[TASK GOAL]:
Working from the line that contains "Query: blue floral fabric" down to the last line below, repeat each line exactly.

/---

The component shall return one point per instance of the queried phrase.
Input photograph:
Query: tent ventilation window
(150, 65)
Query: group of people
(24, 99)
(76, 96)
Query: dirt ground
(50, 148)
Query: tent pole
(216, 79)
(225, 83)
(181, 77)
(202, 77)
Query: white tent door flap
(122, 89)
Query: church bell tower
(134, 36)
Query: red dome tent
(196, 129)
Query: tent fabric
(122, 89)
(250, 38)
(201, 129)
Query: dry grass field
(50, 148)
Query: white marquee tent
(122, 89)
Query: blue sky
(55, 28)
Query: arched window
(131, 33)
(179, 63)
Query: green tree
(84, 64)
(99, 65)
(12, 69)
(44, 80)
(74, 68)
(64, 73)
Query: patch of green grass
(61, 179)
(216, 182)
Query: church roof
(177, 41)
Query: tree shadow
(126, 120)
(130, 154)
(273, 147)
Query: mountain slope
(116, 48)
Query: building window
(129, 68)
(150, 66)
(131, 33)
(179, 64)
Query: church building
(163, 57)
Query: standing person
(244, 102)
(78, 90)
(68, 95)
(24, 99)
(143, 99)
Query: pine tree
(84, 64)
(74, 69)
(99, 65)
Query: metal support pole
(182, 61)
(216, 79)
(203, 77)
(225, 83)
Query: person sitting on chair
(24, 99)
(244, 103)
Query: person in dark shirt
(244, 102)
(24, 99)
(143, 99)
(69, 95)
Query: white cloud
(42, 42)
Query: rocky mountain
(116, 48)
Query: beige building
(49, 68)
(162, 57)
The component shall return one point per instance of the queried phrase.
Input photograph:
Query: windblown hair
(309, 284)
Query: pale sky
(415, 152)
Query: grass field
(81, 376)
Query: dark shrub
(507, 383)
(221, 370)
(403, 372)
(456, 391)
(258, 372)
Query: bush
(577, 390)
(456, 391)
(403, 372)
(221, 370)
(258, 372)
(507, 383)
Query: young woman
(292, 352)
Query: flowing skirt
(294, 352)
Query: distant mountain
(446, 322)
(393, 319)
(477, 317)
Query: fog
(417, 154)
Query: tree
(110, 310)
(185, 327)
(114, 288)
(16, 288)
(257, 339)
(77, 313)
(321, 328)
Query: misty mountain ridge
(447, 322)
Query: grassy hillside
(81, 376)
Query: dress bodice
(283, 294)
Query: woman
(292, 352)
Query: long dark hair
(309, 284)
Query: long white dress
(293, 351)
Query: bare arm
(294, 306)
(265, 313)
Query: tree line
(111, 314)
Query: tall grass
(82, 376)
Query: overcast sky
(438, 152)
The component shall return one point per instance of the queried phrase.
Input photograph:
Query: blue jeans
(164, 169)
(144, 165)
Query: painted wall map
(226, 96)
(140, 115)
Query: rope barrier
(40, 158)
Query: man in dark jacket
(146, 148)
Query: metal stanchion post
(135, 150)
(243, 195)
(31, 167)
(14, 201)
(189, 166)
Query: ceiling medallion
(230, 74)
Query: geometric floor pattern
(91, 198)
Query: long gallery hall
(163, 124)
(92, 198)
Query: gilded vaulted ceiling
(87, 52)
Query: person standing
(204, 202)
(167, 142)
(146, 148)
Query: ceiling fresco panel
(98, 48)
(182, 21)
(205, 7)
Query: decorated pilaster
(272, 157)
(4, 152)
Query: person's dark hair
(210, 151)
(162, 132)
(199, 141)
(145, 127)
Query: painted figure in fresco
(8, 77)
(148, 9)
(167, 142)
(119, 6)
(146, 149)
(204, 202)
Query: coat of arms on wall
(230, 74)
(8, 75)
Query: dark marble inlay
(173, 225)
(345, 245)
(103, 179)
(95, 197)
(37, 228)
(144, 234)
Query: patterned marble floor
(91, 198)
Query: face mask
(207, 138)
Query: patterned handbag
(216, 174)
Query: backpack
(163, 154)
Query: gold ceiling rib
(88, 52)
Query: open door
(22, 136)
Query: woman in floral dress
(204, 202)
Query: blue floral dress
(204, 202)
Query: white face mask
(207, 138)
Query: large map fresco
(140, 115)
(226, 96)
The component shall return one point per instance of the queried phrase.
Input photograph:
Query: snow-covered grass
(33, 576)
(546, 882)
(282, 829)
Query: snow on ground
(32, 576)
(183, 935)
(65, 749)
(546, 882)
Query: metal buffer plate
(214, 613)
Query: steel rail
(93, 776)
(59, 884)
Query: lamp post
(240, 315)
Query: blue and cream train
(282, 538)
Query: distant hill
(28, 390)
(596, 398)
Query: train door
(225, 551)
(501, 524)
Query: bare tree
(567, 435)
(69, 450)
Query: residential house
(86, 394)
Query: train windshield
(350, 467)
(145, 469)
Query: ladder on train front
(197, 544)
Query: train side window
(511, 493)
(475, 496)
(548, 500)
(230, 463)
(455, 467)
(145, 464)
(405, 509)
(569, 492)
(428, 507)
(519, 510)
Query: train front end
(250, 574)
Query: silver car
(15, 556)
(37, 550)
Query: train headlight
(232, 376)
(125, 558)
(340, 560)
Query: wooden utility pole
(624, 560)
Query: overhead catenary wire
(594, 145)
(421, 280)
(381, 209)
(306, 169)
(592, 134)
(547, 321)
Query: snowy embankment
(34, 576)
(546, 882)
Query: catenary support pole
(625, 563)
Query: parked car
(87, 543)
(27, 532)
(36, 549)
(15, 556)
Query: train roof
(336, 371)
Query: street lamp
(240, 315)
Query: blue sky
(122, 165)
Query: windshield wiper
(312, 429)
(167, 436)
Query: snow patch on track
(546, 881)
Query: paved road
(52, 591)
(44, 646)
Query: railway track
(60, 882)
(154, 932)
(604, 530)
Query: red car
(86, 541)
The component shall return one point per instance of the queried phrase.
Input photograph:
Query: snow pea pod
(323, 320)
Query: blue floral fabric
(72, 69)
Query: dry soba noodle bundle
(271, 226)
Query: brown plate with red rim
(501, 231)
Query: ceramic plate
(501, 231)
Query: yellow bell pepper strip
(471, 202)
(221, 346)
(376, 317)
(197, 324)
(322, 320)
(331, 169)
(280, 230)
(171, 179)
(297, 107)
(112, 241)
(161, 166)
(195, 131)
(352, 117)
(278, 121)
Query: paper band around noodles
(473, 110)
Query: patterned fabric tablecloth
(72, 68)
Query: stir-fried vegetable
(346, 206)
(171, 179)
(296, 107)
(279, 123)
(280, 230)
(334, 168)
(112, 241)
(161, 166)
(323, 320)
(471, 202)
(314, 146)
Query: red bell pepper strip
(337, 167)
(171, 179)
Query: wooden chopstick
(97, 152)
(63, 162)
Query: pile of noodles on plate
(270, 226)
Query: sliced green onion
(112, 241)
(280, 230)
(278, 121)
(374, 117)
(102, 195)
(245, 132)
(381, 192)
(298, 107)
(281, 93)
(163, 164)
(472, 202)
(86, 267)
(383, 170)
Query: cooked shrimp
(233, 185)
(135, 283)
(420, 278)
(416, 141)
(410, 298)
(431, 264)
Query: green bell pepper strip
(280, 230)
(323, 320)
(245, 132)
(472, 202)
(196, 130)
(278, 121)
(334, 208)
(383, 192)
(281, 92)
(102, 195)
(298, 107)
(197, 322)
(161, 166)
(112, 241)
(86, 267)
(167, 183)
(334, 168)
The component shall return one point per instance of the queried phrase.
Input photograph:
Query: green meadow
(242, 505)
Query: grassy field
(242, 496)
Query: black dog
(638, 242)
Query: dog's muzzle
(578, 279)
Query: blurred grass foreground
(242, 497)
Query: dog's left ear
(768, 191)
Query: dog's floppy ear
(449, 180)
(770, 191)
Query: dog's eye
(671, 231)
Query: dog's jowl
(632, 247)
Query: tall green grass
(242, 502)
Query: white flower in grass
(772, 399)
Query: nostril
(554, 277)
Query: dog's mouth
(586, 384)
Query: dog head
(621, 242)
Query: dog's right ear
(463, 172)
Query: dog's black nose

\---

[THE RESULT]:
Query: blue floral fabric
(72, 69)
Query: dry soba noodle bundle
(271, 226)
Query: brown plate with red rim
(501, 231)
Query: ceramic plate
(501, 231)
Query: yellow bell pepper strip
(471, 202)
(221, 346)
(376, 317)
(197, 324)
(322, 320)
(331, 169)
(280, 230)
(171, 179)
(297, 107)
(112, 241)
(161, 166)
(195, 131)
(352, 117)
(278, 121)
Query: paper band around noodles
(473, 110)
Query: patterned fabric tablecloth
(72, 68)
Query: stir-fried vegetable
(346, 206)
(171, 179)
(296, 107)
(279, 123)
(280, 230)
(334, 168)
(112, 241)
(161, 166)
(323, 320)
(471, 202)
(314, 146)
Query: red bell pepper strip
(337, 167)
(171, 179)
Query: wooden chopstick
(97, 152)
(63, 162)
Query: pile of noodles on plate
(270, 226)
Query: sliced green onion
(112, 241)
(280, 230)
(278, 121)
(374, 117)
(102, 195)
(245, 132)
(381, 192)
(298, 107)
(281, 93)
(163, 164)
(472, 202)
(86, 267)
(383, 170)
Query: cooked shrimp
(233, 185)
(135, 283)
(420, 278)
(416, 141)
(410, 298)
(431, 264)
Query: green bell pepper strip
(280, 230)
(323, 320)
(245, 132)
(472, 202)
(196, 130)
(278, 121)
(334, 208)
(383, 192)
(281, 92)
(102, 195)
(298, 107)
(197, 322)
(161, 166)
(112, 241)
(86, 267)
(167, 183)
(334, 168)
The component shall return one point per instance of the queried phrase.
Input photograph:
Query: green meadow
(242, 505)
Query: grassy field
(242, 496)
Query: black dog
(638, 242)
Query: dog's muzzle
(578, 279)
Query: blurred grass foreground
(242, 497)
Query: dog's left ear
(768, 191)
Query: dog's floppy ear
(449, 180)
(770, 191)
Query: dog's eye
(671, 231)
Query: dog's jowl
(632, 247)
Query: tall green grass
(242, 502)
Query: white flower in grass
(772, 399)
Query: nostril
(554, 277)
Query: dog's mouth
(586, 384)
Query: dog head
(621, 242)
Query: dog's right ear
(463, 172)
Query: dog's black nose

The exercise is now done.